*What is being asked*:
Report each line below that contains the word "purple", copying it in full.

*Records to use*:

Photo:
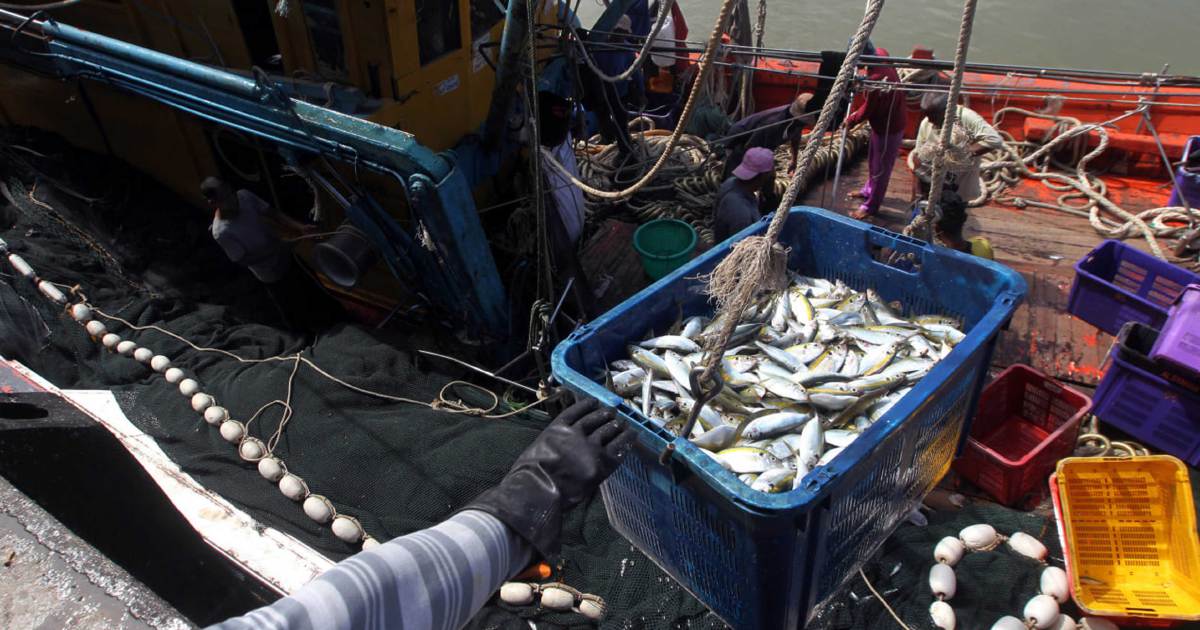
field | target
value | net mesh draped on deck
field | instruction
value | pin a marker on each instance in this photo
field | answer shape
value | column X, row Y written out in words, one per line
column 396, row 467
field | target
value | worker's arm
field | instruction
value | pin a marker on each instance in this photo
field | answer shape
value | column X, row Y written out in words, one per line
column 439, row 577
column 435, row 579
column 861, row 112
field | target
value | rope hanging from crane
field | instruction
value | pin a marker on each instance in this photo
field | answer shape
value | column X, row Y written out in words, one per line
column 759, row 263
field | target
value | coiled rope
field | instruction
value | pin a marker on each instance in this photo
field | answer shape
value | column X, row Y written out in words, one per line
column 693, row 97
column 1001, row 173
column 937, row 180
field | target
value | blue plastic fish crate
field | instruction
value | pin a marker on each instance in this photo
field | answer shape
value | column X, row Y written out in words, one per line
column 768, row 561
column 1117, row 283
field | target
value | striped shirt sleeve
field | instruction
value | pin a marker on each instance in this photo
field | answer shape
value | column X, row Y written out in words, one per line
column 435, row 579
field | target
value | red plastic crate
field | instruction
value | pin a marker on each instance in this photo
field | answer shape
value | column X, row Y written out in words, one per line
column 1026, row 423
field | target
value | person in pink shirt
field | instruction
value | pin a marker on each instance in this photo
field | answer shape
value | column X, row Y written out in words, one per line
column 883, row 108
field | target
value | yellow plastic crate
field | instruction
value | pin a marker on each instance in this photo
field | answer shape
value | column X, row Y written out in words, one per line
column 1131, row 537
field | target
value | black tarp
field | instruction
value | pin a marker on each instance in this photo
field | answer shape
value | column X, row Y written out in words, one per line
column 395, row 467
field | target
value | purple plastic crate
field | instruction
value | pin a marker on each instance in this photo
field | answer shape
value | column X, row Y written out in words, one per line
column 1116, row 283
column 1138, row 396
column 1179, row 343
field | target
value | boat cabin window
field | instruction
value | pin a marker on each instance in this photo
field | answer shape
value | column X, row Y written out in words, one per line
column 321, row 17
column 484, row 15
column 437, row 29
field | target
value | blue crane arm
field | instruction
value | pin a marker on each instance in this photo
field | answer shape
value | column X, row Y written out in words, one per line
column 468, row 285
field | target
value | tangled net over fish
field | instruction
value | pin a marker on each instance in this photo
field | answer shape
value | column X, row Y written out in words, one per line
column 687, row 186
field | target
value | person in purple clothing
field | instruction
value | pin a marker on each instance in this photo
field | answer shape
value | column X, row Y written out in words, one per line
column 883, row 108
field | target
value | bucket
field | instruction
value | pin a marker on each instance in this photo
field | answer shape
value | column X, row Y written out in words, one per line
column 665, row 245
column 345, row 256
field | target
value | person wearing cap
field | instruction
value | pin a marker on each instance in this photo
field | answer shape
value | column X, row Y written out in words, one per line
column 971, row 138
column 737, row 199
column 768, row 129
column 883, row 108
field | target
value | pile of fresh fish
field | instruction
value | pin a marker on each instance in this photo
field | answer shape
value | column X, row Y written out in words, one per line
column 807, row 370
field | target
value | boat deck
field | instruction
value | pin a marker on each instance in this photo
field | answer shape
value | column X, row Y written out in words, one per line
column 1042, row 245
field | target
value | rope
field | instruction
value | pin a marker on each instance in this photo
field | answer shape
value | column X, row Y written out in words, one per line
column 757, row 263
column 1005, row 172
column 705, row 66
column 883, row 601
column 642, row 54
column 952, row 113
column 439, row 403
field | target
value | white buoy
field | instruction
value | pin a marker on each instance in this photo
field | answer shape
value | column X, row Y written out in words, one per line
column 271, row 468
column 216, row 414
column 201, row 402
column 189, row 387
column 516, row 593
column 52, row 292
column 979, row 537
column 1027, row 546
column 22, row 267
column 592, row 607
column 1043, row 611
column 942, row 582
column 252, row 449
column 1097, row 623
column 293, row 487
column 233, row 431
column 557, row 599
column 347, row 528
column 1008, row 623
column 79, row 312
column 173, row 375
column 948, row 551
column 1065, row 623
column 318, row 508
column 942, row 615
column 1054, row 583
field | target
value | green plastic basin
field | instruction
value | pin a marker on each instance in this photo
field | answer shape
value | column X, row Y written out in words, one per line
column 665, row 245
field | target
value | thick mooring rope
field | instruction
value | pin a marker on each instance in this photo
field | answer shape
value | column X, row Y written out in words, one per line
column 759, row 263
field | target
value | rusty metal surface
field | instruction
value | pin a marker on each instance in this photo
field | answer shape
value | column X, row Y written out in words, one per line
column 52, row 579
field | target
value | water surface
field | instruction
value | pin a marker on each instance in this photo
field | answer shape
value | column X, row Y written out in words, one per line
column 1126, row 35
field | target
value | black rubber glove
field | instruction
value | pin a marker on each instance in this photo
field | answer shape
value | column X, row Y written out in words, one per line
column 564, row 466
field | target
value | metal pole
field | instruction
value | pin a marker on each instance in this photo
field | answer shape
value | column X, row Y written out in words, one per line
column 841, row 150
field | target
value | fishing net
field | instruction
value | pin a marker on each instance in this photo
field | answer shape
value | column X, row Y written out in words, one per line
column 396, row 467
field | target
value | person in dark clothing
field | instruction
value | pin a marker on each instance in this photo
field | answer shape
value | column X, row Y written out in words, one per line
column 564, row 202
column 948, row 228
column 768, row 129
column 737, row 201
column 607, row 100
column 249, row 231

*The completed task*:
value | purple plastic crate
value | person in purple clothing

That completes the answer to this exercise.